── Passage shown

UniBEaM beam profiling scanner
UniBEaM25 is a brand new particle beam profiling system using optical sensor fibers rather than traditional metal. It is used to measure the beam current intensity profile of ions, electrons and X-rays. For beamline operators, beam profilers are crucial for verifying beam width and position, as well as beam intensity and shape.
Developed at the University of Bern, commercialized by D-Pace and manufactured by Buckley Systems, UniBEaM has many unique advantages including a large dynamic range, no electromagnetic susceptibility and an insertion length of only 70 mm. UniBEaM is a turnkey system consisting of a probe, controller, cables and spare fibers which can be changed in under two minutes once the beamline is vented.
The UniBEaM probe has two 200 µm diameter cerium doped sensing fibers. The horizontal and vertical fibers move through the beam in steps as small as 25 µm. The fibers scintillate in the visible spectrum and this light is detected by a high-sensitivity photo-sensor located in the UniBEaM controller. The signal is then amplified, digitized, and displayed on a monitor. UniBEaM25 was designed for a nominal 25 mm diameter beam. UniBEaM75 and UHV compatible versions of UniBEaM are available.
D-Pace launched an early adopter program (EAP), with first participants in the program including the University of Bern, University of Michigan and Australia National University.

────
── Data entries

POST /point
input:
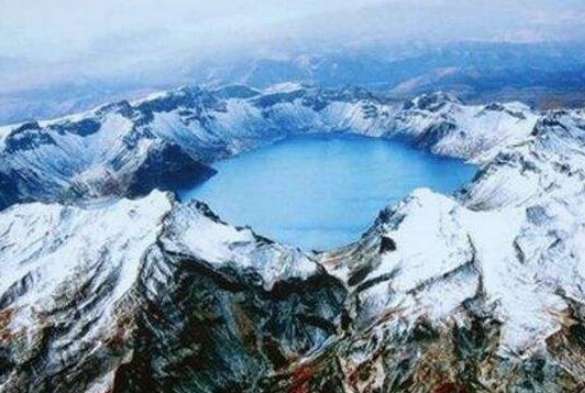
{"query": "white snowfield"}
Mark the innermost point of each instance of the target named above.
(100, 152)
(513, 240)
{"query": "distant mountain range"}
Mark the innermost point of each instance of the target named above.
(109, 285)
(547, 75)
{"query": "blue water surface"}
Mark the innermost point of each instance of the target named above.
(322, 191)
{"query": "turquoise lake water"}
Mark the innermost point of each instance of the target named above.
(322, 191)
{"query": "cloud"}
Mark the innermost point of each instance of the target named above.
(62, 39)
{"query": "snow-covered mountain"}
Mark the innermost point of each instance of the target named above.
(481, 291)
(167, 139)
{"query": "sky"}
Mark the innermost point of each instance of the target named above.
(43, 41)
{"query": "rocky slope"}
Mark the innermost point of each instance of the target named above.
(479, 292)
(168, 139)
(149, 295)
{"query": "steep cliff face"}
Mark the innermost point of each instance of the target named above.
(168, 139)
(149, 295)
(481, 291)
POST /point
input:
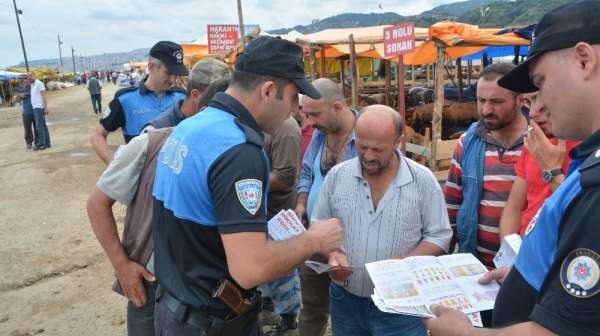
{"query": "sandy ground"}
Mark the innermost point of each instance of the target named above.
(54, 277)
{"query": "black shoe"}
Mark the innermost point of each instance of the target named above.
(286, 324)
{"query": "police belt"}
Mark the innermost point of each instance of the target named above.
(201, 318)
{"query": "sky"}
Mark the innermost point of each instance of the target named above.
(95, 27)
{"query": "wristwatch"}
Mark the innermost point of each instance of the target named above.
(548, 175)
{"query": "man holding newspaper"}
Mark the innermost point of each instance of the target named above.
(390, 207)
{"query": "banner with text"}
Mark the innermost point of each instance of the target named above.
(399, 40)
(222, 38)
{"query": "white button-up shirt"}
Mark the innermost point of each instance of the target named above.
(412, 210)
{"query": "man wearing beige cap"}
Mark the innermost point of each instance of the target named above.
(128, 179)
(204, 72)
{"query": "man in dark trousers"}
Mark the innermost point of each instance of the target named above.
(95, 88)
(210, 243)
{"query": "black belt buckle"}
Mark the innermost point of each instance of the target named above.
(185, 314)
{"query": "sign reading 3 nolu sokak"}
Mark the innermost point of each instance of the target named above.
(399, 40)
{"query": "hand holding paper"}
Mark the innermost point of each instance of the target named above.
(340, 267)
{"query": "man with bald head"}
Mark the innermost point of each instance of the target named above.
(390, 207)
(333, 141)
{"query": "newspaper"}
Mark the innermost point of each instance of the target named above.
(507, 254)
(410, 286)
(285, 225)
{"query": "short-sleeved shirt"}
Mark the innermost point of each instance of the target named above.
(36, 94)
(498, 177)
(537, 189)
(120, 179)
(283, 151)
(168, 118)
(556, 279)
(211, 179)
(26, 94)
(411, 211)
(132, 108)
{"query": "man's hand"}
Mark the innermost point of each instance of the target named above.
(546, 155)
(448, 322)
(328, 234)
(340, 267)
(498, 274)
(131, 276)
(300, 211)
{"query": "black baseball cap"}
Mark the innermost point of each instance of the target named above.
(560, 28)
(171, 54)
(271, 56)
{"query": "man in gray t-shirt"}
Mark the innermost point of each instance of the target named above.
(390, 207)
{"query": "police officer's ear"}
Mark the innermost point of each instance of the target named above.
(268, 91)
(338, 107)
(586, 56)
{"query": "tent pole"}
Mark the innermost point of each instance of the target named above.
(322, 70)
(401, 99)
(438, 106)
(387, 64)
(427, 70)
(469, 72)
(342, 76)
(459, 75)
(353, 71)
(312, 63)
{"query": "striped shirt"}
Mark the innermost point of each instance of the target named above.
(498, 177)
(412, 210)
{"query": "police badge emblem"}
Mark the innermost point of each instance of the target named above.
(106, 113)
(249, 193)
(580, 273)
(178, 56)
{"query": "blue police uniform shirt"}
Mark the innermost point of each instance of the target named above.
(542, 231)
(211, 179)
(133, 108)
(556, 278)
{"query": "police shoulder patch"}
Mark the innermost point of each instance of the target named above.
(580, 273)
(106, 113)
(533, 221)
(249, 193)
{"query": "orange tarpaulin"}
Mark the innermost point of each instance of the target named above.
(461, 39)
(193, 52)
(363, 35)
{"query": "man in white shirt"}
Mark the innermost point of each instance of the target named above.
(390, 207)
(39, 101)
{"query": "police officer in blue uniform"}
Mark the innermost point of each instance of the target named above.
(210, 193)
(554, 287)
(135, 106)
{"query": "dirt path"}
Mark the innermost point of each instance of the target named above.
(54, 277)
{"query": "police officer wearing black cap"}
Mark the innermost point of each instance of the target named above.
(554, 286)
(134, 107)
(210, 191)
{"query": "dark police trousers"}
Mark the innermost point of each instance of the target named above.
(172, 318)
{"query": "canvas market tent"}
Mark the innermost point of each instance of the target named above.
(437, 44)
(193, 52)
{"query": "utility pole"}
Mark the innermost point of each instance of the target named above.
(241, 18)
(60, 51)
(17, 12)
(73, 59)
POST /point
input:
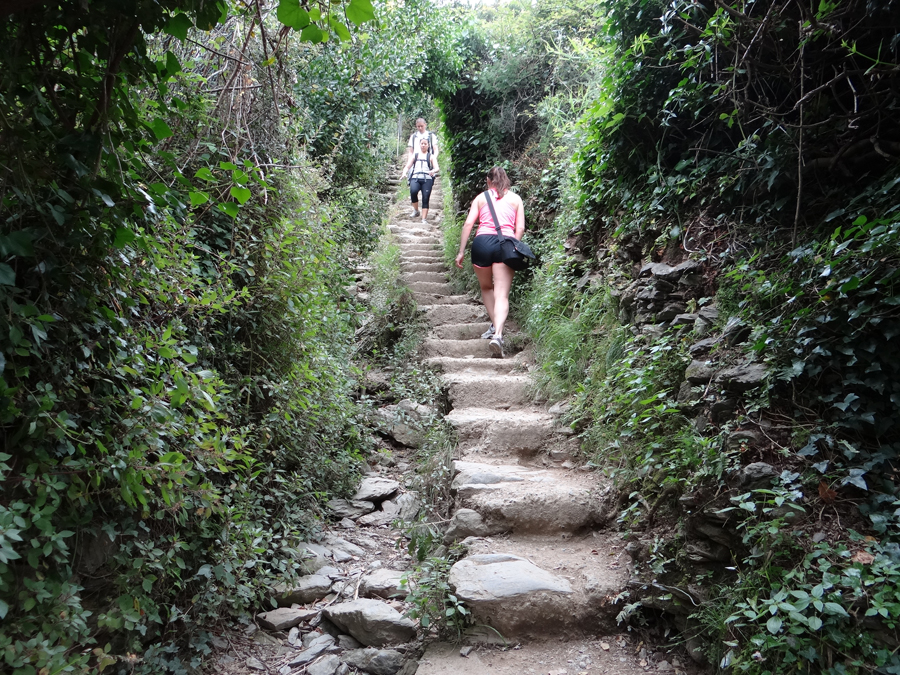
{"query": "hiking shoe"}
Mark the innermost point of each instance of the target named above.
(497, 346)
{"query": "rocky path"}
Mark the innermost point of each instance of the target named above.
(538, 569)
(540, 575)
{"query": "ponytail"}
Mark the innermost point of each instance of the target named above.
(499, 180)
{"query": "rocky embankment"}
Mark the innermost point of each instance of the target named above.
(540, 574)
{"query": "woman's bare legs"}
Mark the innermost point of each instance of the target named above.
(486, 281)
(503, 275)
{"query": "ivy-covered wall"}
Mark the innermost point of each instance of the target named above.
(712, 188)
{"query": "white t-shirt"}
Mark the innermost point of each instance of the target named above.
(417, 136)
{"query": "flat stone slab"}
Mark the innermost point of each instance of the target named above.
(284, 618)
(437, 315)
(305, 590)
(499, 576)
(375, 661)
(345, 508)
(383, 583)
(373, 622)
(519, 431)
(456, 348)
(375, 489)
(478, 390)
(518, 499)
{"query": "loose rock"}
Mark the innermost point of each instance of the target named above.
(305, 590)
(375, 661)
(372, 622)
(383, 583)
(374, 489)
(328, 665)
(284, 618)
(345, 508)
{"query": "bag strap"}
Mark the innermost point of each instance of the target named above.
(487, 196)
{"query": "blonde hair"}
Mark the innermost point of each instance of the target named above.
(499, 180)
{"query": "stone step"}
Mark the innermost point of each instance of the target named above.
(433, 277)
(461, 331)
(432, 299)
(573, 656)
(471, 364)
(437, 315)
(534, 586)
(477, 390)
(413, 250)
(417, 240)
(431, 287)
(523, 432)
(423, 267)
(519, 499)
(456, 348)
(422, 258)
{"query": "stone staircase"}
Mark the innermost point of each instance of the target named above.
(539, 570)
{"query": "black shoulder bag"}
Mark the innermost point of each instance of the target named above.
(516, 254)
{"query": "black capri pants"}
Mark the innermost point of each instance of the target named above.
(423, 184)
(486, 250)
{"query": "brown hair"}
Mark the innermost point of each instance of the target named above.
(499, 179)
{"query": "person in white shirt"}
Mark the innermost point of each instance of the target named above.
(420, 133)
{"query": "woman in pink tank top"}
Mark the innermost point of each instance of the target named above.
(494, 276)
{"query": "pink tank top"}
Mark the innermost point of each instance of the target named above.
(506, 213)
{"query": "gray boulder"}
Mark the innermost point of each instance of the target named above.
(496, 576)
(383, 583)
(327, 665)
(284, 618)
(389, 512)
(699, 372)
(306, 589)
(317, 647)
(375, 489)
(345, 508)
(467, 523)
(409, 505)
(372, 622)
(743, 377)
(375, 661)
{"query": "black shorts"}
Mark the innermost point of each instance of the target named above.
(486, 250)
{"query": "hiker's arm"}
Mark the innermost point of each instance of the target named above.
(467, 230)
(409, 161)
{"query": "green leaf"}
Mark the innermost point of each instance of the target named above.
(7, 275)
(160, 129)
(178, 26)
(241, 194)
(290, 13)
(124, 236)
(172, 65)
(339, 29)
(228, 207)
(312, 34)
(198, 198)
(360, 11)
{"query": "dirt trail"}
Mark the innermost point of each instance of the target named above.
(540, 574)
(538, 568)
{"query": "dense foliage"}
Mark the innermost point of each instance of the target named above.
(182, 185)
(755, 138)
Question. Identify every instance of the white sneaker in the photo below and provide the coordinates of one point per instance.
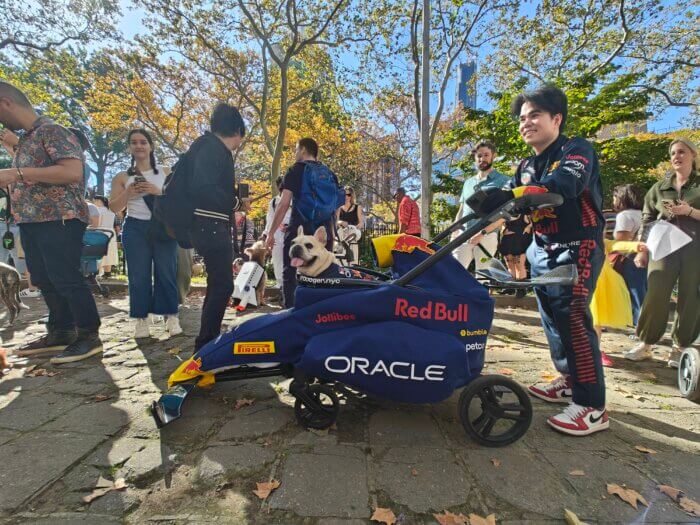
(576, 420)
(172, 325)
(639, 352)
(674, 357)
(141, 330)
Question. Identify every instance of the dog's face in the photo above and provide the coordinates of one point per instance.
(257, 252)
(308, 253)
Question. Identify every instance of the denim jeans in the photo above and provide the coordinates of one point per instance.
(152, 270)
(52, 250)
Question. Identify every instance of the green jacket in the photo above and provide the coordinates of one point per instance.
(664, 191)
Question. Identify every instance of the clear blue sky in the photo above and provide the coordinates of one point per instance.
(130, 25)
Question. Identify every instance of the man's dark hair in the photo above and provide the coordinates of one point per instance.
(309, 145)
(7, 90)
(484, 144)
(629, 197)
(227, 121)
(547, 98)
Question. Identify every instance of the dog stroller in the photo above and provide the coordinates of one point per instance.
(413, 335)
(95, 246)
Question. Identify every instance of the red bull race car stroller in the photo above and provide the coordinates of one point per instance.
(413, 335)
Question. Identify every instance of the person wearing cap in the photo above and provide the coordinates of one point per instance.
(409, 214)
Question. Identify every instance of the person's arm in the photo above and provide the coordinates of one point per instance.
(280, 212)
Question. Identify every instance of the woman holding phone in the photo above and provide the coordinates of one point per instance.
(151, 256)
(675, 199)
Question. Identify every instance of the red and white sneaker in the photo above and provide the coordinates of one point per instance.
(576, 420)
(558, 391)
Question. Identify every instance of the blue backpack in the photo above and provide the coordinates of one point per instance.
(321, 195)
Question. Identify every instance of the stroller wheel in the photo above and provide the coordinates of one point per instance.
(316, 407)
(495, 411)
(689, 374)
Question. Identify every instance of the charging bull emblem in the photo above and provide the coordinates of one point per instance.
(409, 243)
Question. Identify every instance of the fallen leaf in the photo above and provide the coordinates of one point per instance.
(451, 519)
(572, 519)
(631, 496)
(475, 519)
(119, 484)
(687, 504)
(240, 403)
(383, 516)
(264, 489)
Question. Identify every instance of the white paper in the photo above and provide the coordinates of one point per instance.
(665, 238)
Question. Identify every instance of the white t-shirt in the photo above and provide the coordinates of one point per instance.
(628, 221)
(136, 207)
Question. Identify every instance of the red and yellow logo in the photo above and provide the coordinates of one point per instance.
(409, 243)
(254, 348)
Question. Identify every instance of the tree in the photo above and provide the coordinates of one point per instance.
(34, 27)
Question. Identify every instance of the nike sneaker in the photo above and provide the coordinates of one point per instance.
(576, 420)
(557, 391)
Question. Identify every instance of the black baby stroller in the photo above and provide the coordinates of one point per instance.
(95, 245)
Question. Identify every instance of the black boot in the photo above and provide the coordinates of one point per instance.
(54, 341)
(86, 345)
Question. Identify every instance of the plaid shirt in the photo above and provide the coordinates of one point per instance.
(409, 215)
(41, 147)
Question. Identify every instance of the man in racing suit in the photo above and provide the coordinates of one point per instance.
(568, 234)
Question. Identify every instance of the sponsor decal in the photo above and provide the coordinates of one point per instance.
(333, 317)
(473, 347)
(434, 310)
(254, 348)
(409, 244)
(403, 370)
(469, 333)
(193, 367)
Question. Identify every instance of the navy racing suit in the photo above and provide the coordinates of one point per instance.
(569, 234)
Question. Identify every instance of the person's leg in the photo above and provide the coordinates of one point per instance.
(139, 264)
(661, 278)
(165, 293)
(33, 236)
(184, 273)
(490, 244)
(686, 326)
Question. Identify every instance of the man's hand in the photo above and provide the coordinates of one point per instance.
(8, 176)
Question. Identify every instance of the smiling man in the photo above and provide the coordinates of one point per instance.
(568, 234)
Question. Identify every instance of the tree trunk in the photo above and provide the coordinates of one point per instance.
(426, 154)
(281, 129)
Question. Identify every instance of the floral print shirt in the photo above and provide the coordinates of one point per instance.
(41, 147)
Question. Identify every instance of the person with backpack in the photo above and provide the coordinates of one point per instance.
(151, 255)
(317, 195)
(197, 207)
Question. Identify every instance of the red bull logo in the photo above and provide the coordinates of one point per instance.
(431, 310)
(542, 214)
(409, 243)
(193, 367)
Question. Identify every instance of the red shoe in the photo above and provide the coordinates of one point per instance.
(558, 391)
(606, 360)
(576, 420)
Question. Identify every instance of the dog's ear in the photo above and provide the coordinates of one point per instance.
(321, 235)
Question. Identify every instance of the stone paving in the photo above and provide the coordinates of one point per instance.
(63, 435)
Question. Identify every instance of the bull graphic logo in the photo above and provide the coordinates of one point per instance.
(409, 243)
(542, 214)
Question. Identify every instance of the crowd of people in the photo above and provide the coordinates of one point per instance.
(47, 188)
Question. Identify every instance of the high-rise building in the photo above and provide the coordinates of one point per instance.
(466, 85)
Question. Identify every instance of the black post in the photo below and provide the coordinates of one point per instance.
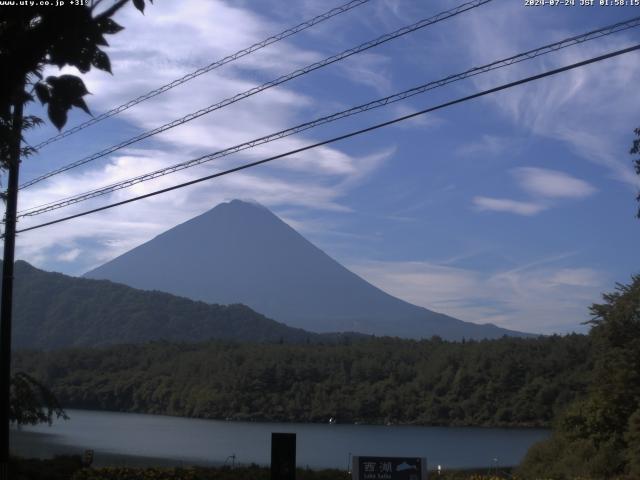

────

Request 1:
In the UniBEaM scanner description, what is the diameter of each of the two sensing fibers in the probe?
Request 2:
Return the part of the UniBEaM scanner description that runs from "UniBEaM beam profiling" up to and including "intensity and shape.".

Final answer 1:
200 µm

Final answer 2:
UniBEaM beam profiling scanner
UniBEaM25 is a brand new particle beam profiling system using optical sensor fibers rather than traditional metal. It is used to measure the beam current intensity profile of ions, electrons and X-rays. For beamline operators, beam profilers are crucial for verifying beam width and position, as well as beam intensity and shape.